TEXT EXCERPT>

----------

Police corruption has also been an age-old issue.
Its just much easier to document them these days when everybody has a smartphone and internet connection.
While you are right in how West Africa is different in terms of xenophobia, that can easily change with an influx of young, unskilled Nigerians who, more often than not, turn to crime to survive. An increased crime rate and police militarization in these neighboring countries will more often than not ignite xenophobia. Imagine rural America-levels of brutality in say, Ghana, Cameroon, and Benin. There's also Niger, which in our world, is already suffering from a Malthusian Collapse (no joke, 1/8th of all Nigerien children die of hunger and gavelkind is speeding up desertification). They would probably reject every Nigerian who isn't a bureaucrat/college-educated worker. It would likely have an America-Mexico situation whereby IDP camps dor the Lake Chad area, increasing desertification and exacerbating the crisis.
Sidenote, but South Africa is depressing in how they treat people who are seeking a better life. Some of these people have only the clothes on their skin, but to South Africans already struggling with unemployment, they have the irredeemable sin of being from another country. It's honestly depressing to think fs out South Africa. It would be a major source of violence in this world, maybe even an anarchic period.
By the way, do you have sources citing the lack of xenophobia in West Africa, oil revenue, and the codeine epidemic?
You have the wrong picture.
Lemme give you some numbers for Nigeria's bordering countries. Niger is 23 million. Cameroon is 25 million. Benin is 12 million.
Meantime Lagos State population alone is estimated at between 15-20 million.
The country of Nigeria is currently around 210-219 million; the entirety of West Africa is 410 million.
If there is a breakdown in order in Nigeria, it will roll its neighbors over like a steamroller.
Ghana is not a border country of Nigeria btw; Togo and Benin are intervening territories.

----------

TASK BRIEF> Please retype the passage on Nigeria and its neighbors word for word, starting at "You have the" and ending after "are intervening territories.".

----------

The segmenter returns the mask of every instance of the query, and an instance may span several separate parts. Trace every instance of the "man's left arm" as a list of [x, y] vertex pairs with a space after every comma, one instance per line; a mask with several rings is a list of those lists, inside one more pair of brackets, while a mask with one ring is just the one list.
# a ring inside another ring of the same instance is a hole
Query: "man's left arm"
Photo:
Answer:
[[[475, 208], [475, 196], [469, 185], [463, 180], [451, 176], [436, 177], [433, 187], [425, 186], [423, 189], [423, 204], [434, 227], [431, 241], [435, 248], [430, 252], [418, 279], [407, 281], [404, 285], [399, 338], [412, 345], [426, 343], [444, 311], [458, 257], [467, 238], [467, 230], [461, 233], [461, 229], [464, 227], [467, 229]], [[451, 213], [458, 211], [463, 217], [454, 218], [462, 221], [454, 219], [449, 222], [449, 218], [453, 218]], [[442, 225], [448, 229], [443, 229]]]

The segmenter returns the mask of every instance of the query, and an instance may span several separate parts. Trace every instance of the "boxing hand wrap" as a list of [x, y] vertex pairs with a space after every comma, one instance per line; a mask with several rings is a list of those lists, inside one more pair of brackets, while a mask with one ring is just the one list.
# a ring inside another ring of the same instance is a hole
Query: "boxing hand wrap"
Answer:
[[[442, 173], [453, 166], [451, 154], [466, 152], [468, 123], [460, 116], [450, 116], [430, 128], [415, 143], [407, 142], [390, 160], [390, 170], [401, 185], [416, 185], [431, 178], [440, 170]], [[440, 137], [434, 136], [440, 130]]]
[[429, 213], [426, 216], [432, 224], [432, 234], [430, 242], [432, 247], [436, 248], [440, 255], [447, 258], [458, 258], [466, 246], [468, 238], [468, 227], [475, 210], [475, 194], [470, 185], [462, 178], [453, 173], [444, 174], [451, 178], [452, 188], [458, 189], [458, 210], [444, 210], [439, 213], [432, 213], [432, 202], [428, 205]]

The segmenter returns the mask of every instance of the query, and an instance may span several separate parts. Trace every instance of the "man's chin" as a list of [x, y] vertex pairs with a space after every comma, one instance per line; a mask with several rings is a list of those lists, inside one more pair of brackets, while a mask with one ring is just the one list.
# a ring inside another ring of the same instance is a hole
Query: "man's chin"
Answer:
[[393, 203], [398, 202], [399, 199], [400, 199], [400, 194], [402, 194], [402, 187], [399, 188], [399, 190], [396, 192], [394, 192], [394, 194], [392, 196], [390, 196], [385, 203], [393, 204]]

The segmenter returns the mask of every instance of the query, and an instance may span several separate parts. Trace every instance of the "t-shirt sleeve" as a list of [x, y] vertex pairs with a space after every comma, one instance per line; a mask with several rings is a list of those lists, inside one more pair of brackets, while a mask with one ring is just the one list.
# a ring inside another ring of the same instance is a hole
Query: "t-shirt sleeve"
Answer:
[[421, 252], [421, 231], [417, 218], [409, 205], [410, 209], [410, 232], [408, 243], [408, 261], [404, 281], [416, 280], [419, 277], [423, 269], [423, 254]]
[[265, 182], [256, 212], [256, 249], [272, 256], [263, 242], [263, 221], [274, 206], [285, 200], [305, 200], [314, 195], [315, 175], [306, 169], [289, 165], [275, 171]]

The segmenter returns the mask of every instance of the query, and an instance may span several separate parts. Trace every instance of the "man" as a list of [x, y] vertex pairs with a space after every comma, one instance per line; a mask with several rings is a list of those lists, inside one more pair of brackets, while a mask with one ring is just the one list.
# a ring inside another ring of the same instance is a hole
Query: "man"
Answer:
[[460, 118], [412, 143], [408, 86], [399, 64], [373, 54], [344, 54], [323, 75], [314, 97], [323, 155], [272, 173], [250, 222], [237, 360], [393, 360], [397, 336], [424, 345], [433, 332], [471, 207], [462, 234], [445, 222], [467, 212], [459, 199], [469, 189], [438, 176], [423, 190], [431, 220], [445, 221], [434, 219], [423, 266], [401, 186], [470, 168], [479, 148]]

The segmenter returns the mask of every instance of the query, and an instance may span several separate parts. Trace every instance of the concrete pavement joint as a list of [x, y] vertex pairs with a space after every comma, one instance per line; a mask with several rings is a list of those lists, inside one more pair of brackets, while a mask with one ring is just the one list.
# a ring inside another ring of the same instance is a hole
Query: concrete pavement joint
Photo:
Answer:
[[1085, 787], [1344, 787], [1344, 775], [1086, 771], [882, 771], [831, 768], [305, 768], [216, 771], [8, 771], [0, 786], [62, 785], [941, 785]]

----------

RESPONSE TO THIS EXERCISE>
You have the wrong picture.
Lemme give you some numbers for Nigeria's bordering countries. Niger is 23 million. Cameroon is 25 million. Benin is 12 million.
Meantime Lagos State population alone is estimated at between 15-20 million.
The country of Nigeria is currently around 210-219 million; the entirety of West Africa is 410 million.
If there is a breakdown in order in Nigeria, it will roll its neighbors over like a steamroller.
Ghana is not a border country of Nigeria btw; Togo and Benin are intervening territories.